◆ Given request
Copy everything in the listing below word for word, apart from any images.

◆ Dataset entries
|---|
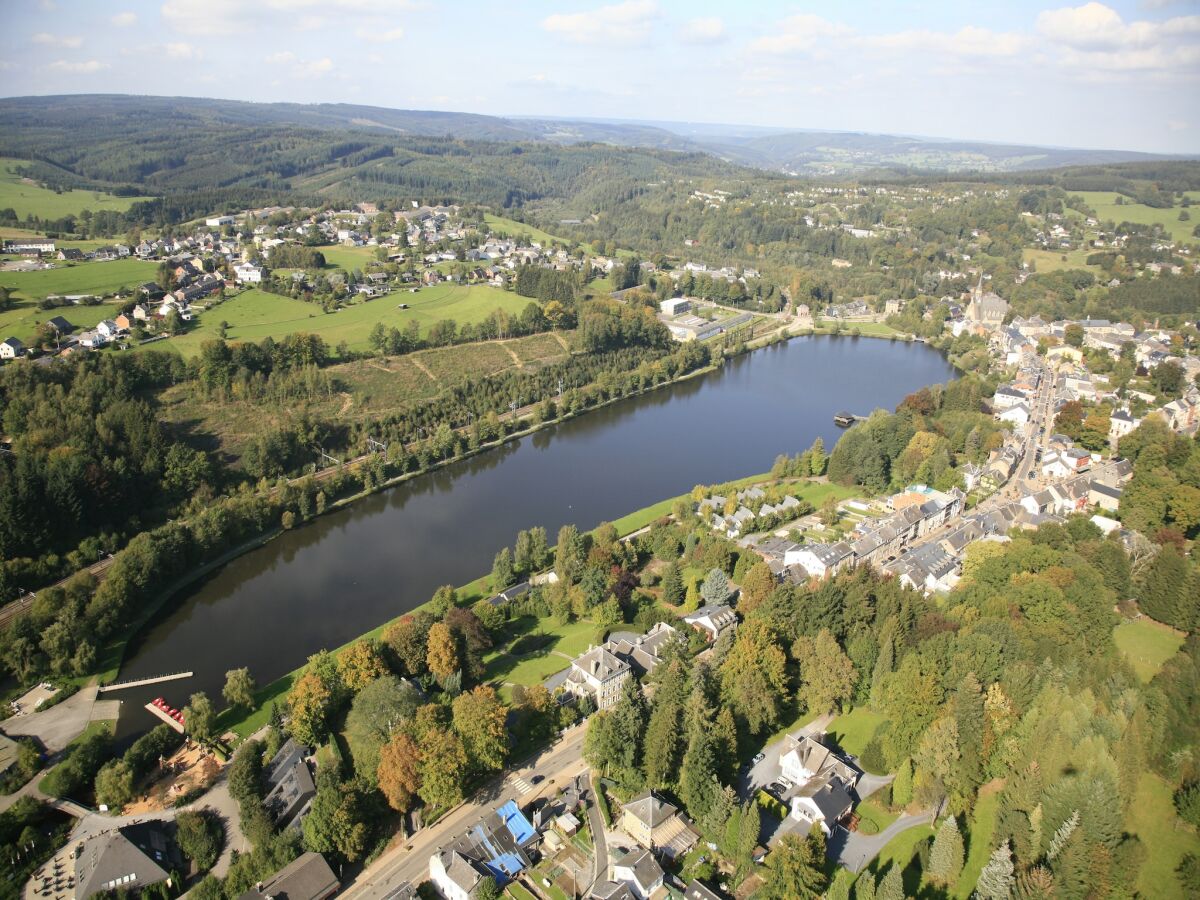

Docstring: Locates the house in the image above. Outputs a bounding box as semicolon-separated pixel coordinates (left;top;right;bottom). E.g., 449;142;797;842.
238;851;342;900
612;848;666;900
67;821;181;900
683;604;738;643
263;738;317;829
784;541;854;578
430;800;541;900
563;647;631;709
620;791;698;859
779;734;860;834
|---|
◆ Worked answer
Docstring: Locates the house in the image above. Outputs a bounding box as semicolon-separated pixel coordinates (left;top;right;bottom). E.g., 449;142;797;842.
238;851;342;900
612;848;666;900
67;821;181;900
683;604;738;643
263;738;317;829
784;541;854;578
430;800;541;900
563;647;631;709
620;791;698;859
779;734;860;834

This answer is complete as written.